*Texto de lectura*.
——————

Sin embargo, estas dos maneras de ver, de vivir y de afrontar el presente—el instante—parecen plantear en ocasiones actitudes en cierto sentido irreconciliables, aunque, en otro sentido, también hermanadas por la velocidad de una paradoja, si no es que de una tautología. Así nos lo hace apreciar Guillermo Sucre cuando dice: “el fulgor del instante es a su vez instantáneo: no sólo está siempre al borde o en el límite de su propia consunción, sino que igualmente la prefigura”. Y por si fuera necesario explicitar aúnmás la supuesta doble naturaleza de nuestra conciencia del presente,más adelante el mismo Guillermo Sucre agrega: “El instante es simultáneamente fijeza y vértigo: fijeza en movimiento, vertiginosidad que se fija”. Este ir y venir entre dos polos tiene una clara función: sin él no hay oleaje, corriente alterna ni contrapunto; no hay obra que redondear. Las piedras de la playa sólo se llegan a redondear merced al persuasivo oleaje. Así, redondear una obra es redondear una forma, una imagen, una idea. Pero ninguna forma poética se aviene mejor a la doble naturaleza de la fijeza y el vértigo del tiempo presente que el velocísimo haiku.
Veamos el célebre haiku de Basho en una traducción libre de Octavio Paz—que, por cierto, no se ajusta a la medida canónica de las diecisiete sílabas—dando perfecta cuenta de la “fijeza y el vértigo” de esa escena intemporal de una humilde y brillante rana saltando al agua y de sus reverberaciones en el estanque y la conciencia:
Estanque viejo
salta la rana
el agua suena
Que la fijeza y el vértigo no sean, al fondo de la percepción, más que una sola realidad, nos indica que estamos aquí en presencia de una metáfora: esto es aquello. Lo fugaz es lo que dura. O, como dice el dicho francés: “Sólo lo temporal es permanente”. O bien, como lo dice el Tao Te Ching: “Todo cambia para que todo siga igual”. En todo caso volvemos a nuestro poético punto de partida una vez que se ha redondeado, pétalo a pétalo, la rosa de los vientos del viento entero: “El presente es perpetuo”. El instante es la embajada de la eternidad.
Y si de lo que se trata es de darle una expresión a “este instante”, no existe forma poética más apropiada que el haiku. Porque más breve no se puede. Lo que sigue es quedarse callado. Cualquiera que haya escrito haikus lo sabe por experiencia propia. Yo, que a lo largo de los años “he escrito” muchos haikus, lo reconozco. Y si con alguna forma poética dudo en usar la expresión “he escrito”, es justamente con el haiku. Porque, bien visto, uno no escribe un haiku. Un haiku aparece. Un haiku se escribe. Un haiku sucede. Un haiku es un colibrí que de pronto llega y dice, “sí”. No hay tiempo para pensar ni para componer. No hay tiempo para adornar y echar a perder. No hay tiempo para argumentar ni convencer. No hay tiempo. Eso es todo. En un haiku no hay tiempo. Lo que es más: en un haiku casi no hay nada…
Pongo como ejemplo el conocidísimo haiku de Tablada:
Tierno saúz
casi oro,
casi ámbar,
casi luz…
En este sentido, la forma y el fondo—si es que queremos usar esta terminología—se corresponden a la perfección. Porque si aquí el fondo es que “no hay tiempo”, o que “casi no hay nada”, la brevísima forma lo realiza impecablemente. La forma aquí se acerca tanto al “contenido” como es posible. Como dice el magistral haiku de Basho:
Canto del grillo
muere sin dejar rastro
¡Qué breve ha sido!

——————

*Ejercicios*.
(a) Enumera todas las personas que se mencionan por su nombre en el texto sobre el haiku.
(b) Prolonga el texto sobre el haiku desde el punto en que termina.
El material no tiene ningún papel en esta actividad.

——————

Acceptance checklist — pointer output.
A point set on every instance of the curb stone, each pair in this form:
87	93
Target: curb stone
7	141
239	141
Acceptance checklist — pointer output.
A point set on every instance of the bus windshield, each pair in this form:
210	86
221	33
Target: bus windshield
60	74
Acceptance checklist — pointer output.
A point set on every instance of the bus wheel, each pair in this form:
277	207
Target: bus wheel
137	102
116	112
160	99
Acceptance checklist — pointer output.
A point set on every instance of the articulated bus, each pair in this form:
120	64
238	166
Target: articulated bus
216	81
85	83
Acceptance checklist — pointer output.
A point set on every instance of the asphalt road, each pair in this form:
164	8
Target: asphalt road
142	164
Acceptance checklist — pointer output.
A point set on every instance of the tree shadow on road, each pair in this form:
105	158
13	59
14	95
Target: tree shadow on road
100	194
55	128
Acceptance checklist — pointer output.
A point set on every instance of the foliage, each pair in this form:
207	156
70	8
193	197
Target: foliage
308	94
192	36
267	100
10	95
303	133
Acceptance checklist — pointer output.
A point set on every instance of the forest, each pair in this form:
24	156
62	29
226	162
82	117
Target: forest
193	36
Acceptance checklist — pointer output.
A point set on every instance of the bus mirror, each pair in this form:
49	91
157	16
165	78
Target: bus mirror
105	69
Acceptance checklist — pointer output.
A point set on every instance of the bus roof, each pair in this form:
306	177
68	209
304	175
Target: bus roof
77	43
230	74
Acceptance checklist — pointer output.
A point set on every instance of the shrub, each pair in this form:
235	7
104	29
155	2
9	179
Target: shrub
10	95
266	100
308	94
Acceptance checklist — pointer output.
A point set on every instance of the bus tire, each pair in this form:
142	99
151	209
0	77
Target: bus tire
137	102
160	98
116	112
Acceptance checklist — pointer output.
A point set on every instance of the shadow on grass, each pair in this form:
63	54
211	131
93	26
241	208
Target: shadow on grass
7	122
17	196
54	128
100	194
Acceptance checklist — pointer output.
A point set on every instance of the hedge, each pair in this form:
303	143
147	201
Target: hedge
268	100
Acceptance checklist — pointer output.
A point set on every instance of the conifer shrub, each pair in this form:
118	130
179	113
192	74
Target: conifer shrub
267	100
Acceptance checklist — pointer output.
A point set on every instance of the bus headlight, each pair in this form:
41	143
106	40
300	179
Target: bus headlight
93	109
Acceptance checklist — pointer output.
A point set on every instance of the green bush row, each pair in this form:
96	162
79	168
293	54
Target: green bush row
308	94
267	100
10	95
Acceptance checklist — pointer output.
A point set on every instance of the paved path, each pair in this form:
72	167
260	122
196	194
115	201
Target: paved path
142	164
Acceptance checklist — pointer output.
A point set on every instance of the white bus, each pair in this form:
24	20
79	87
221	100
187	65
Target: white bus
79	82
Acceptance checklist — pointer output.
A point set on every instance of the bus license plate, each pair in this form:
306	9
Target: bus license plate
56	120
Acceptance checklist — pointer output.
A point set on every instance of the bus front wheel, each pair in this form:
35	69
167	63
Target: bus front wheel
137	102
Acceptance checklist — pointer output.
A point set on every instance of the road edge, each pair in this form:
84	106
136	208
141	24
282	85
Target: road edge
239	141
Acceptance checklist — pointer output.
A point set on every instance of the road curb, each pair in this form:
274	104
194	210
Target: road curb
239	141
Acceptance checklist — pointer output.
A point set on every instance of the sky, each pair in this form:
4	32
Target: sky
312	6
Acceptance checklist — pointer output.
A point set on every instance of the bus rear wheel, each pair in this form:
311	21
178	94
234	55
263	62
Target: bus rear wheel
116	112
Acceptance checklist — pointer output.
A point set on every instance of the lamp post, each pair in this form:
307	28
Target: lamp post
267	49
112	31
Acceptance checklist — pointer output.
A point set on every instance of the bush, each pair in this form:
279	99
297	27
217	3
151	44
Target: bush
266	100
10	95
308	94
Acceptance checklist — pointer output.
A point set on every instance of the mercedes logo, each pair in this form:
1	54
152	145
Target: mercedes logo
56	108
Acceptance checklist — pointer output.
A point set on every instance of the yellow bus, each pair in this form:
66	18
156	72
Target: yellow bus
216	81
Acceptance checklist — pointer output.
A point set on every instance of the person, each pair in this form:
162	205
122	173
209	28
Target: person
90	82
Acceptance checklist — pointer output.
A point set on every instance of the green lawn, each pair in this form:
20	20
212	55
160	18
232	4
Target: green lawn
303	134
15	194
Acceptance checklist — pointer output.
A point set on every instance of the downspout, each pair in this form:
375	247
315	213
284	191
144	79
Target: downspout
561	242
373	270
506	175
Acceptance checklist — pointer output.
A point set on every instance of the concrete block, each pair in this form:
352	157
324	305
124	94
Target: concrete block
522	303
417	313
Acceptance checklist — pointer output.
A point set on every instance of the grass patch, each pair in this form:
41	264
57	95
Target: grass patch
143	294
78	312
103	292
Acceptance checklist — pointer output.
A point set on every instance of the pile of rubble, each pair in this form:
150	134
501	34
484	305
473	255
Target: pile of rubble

——————

*Soluciones*.
(a) Guillermo Sucre, Basho, Octavio Paz y Tablada.

(b)
El haiku es la forma poética más breve, más sintética de todas las formas tradicionales que conocemos. En esta forma mínima—y que, por cierto, no es tan antigua como muchos pudieran pensar, puesto que tiene escasos tres siglos de existencia—ha podido desarrollarse una poesía sumamente refinada. El haiku surge en Japón, es decir, en el seno de un idioma ideogramático. Un ideograma es una imagen muy elaborada, muy sofisticada, que representa una idea completa. Cada ideograma japonés o chino corresponde fonéticamente a una sílaba. Un haiku consta de diecisiete sílabas, es decir, de diecisiete palabras en japonés. En español y en otros idiomas occidentales no es posible escribir un haiku con diecisiete palabras si se quiere mantener la medida de las diecisiete sílabas, de tal manera que el haiku en nuestros idiomas es, en realidad, todavía más pequeño, más breve y sintético que los originales.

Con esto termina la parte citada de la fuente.